TEXTO PARA LEITURA>
•••••

Centralidade e hegemonia

“Experiências paralelas” traz à tona o debate sobre as “histórias da arte”, problematizando a centralidade dos discursos hegemônicos e propondo abordagem curatorial referenciada nas micro-histórias. A circulação de artistas é tratada em um dos núcleos narrativos, mobilizando a ideia de vizinhança como chave para pensar as relações com os territórios das lutas da vida e da arte a partir do Ceará.

O conjunto das três curadorias oferece importantes reflexões sobre as transformações discursivas no campo artístico: não mais elaborar tramas dos artistas que partem, mas também incluir aqueles que chegam, vindos de diferentes regiões do país e do mundo, para compor os acervos, ser lastro de memória.

Nesse contexto, nos interessou observar a presença de artistas mineiros nos acervos cearenses, bem como suas participações em salões históricos. No Museu de Arte da Universidade Federal do Ceará (Mauc), fundado em 1961, fundamentado no lema “o universal pelo regional”, destacam-se nomes como Angelo Marzano, Conceição Piló, Frank Schaeffer, Inimá de Paula, Marcelo Silva, Paulo Roberto França e Rubem Grilo. A presença de Inimá de Paula merece atenção especial, pois ele participou da fundação da Sociedade Cearense de Artes Plásticas, na década de 1940.

•••••

LINHAS LISTADAS>
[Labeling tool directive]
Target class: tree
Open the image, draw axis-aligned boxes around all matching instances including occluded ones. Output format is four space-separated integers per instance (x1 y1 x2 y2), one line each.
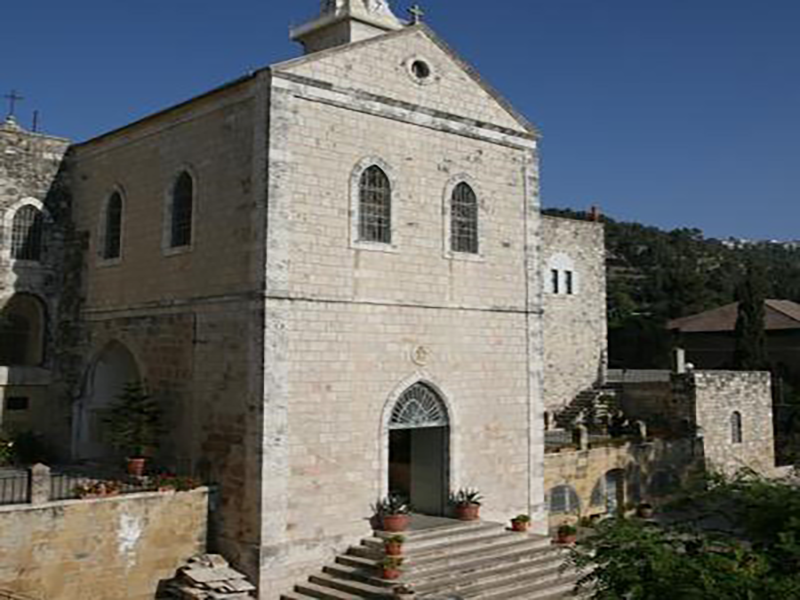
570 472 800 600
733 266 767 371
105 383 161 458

•••••

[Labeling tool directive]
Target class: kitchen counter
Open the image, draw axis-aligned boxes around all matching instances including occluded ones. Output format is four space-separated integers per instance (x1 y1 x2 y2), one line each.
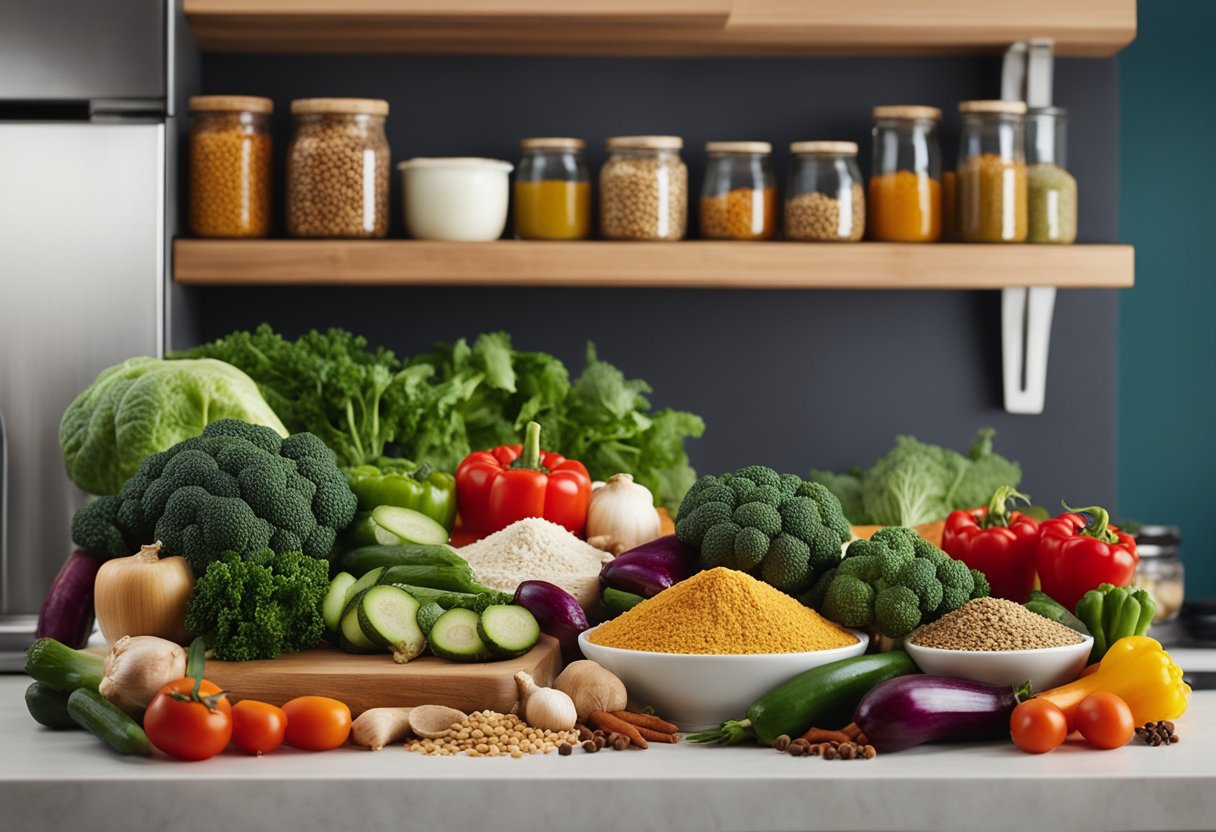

•••••

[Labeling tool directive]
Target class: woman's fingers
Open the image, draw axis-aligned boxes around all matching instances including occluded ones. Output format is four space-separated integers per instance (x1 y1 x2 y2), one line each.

•••••

TAREFA DO EXERCÍCIO A> Liste todos os artistas que, segundo o texto sobre centralidade e hegemonia, se destacam no acervo do Museu de Arte da Universidade Federal do Ceará (Mauc).
TAREFA DO EXERCÍCIO B> Transcreva do texto sobre centralidade e hegemonia o trecho que vai de "Nesse contexto, nos" até "década de 1940.", inclusive.

RESOLUÇÃO ESCRITA A>
Angelo Marzano
Conceição Piló
Frank Schaeffer
Inimá de Paula
Marcelo Silva
Paulo Roberto França
Rubem Grilo

RESOLUÇÃO ESCRITA B>
Nesse contexto, nos interessou observar a presença de artistas mineiros nos acervos cearenses, bem como suas participações em salões históricos. No Museu de Arte da Universidade Federal do Ceará (Mauc), fundado em 1961, fundamentado no lema “o universal pelo regional”, destacam-se nomes como Angelo Marzano, Conceição Piló, Frank Schaeffer, Inimá de Paula, Marcelo Silva, Paulo Roberto França e Rubem Grilo. A presença de Inimá de Paula merece atenção especial, pois ele participou da fundação da Sociedade Cearense de Artes Plásticas, na década de 1940.